**Text segment**:
○ ○ ○

Fig. 3: System architecture of optical cloud computing supporting generative AI.
figure 3

The system comprises two primary components: edge nodes and the optical cloud computing center with multiple OPUs. The transceiver is upgraded to handle both communication and optical computing tasks, consisting of an optical frequency comb laser source, an array of Microring Modulators, a waveshaper, an optical amplifier, and a receiver, which collectively enable upstream data, input and weight loading onto light and reception of downstream signals. Each OPU selectively receives required wavelengths and performs optical convolution computations, structured with two functional sections: computation and communication. The computation section contains a power splitter, MZM array, AWGR, microring array, and PD array, while the communication section includes a receiver and a MRM-based transmitter.

○ ○ ○

**Dataset excerpts**:
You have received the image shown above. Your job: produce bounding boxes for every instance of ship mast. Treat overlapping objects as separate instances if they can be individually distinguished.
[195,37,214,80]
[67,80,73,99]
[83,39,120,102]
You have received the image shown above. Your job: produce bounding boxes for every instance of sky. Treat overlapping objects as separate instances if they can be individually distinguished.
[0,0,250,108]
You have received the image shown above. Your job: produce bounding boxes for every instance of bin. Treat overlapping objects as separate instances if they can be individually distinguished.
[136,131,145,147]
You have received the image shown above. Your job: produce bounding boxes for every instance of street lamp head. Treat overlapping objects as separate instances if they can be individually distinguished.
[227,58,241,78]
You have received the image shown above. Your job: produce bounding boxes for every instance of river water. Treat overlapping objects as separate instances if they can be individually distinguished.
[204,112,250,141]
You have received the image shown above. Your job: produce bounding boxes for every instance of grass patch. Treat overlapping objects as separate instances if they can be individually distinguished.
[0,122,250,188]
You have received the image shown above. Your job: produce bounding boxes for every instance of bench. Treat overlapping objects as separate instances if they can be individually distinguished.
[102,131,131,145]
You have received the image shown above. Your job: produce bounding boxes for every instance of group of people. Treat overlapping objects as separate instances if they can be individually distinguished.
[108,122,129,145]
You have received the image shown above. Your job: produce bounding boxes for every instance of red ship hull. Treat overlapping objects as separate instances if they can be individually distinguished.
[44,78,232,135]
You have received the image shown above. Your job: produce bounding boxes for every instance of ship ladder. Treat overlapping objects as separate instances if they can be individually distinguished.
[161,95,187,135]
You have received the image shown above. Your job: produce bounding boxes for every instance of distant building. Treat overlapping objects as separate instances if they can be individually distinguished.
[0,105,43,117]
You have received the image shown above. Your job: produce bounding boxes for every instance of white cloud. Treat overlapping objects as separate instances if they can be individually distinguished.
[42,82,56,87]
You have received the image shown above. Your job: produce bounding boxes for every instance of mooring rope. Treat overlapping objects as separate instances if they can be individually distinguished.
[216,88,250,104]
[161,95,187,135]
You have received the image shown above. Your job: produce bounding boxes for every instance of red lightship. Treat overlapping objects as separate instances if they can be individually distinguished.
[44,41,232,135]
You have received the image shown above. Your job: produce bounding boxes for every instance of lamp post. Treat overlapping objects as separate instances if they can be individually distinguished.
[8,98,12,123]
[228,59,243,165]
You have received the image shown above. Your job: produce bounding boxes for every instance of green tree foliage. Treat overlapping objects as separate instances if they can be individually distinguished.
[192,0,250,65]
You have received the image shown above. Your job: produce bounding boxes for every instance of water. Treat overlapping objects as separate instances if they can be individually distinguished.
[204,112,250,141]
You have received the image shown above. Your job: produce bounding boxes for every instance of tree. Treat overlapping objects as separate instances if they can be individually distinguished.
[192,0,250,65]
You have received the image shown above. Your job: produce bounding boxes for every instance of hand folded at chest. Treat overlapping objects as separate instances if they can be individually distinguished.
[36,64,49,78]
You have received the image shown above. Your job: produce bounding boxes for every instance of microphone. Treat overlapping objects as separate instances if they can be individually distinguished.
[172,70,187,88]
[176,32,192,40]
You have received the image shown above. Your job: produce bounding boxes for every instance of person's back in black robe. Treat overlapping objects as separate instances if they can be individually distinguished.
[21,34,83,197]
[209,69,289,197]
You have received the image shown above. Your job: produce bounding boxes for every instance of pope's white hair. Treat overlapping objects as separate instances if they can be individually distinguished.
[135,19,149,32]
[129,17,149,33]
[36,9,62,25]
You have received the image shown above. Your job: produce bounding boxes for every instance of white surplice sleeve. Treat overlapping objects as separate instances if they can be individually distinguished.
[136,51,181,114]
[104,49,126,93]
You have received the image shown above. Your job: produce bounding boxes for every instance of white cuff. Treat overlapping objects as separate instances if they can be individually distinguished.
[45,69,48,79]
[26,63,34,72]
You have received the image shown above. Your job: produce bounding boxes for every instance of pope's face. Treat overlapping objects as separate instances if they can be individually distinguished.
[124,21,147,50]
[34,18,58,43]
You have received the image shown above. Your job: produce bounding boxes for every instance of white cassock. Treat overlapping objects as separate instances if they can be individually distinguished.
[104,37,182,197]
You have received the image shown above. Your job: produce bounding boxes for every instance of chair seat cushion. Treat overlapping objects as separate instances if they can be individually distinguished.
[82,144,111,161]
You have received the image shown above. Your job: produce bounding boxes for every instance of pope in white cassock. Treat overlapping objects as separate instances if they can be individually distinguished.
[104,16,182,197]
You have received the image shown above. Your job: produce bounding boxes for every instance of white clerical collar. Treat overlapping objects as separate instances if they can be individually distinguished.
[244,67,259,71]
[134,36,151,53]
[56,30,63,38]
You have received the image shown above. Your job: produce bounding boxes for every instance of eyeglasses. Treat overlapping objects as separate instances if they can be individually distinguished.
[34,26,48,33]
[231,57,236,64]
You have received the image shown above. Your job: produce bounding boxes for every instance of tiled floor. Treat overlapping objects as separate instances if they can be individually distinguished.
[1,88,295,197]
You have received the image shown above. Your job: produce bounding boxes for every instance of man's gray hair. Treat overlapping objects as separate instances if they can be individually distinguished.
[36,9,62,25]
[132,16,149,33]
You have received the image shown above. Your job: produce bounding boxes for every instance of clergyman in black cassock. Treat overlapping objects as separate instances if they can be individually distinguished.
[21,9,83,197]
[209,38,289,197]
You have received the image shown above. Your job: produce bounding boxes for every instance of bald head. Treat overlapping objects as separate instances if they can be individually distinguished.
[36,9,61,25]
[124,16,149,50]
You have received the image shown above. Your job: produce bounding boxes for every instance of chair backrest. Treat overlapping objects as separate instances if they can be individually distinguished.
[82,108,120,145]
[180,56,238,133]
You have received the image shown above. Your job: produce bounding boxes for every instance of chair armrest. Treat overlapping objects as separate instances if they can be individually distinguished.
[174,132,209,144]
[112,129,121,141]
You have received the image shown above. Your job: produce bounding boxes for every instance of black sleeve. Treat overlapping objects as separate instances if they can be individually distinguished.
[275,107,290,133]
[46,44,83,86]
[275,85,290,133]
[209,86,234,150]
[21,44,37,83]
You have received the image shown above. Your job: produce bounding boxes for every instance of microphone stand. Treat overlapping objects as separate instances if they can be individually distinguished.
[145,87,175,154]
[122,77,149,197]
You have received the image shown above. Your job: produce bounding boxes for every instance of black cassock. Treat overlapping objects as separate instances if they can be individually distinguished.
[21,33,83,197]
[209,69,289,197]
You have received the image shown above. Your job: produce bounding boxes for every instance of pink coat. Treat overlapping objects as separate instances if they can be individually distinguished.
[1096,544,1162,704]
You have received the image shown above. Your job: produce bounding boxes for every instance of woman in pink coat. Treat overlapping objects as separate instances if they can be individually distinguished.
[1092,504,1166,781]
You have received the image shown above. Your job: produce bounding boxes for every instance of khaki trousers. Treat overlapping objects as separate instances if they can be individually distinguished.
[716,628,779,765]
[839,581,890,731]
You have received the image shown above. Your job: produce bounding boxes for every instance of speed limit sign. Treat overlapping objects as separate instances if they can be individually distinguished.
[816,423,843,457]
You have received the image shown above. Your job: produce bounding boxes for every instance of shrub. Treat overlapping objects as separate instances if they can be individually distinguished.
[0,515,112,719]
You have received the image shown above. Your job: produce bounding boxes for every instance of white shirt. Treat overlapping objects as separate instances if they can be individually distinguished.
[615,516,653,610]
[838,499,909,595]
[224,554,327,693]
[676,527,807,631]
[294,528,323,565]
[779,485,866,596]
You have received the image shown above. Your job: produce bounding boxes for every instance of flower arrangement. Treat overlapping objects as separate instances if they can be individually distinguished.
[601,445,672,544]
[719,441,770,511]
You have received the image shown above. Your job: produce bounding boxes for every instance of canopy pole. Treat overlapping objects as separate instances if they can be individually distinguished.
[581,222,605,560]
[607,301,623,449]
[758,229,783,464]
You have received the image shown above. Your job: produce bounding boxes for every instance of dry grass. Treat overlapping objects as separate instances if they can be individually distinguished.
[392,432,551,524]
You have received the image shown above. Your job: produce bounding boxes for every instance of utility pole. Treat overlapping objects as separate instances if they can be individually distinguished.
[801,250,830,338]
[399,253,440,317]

○ ○ ○

**Things to do**:
**a.** In the optical cloud computing text, what are the two primary components of the system?
**b.** Using the optical cloud computing text, explain why the upgraded transceiver is built from an optical frequency comb laser source, Microring Modulators, a waveshaper, an optical amplifier, and a receiver.
**c.** Retype the part of the optical cloud computing text starting at "Fig. 3: System" and ending at "a MRM-based transmitter.".
Answer using only the optical cloud computing text.

**Answers to the exercises**:
**a.** Edge nodes and the optical cloud computing center with multiple OPUs.

**b.** Together these parts let the transceiver load upstream data, inputs and weights onto light and receive downstream signals. That is how it can handle both communication and optical computing tasks.

**c.**
Fig. 3: System architecture of optical cloud computing supporting generative AI.
figure 3

The system comprises two primary components: edge nodes and the optical cloud computing center with multiple OPUs. The transceiver is upgraded to handle both communication and optical computing tasks, consisting of an optical frequency comb laser source, an array of Microring Modulators, a waveshaper, an optical amplifier, and a receiver, which collectively enable upstream data, input and weight loading onto light and reception of downstream signals. Each OPU selectively receives required wavelengths and performs optical convolution computations, structured with two functional sections: computation and communication. The computation section contains a power splitter, MZM array, AWGR, microring array, and PD array, while the communication section includes a receiver and a MRM-based transmitter.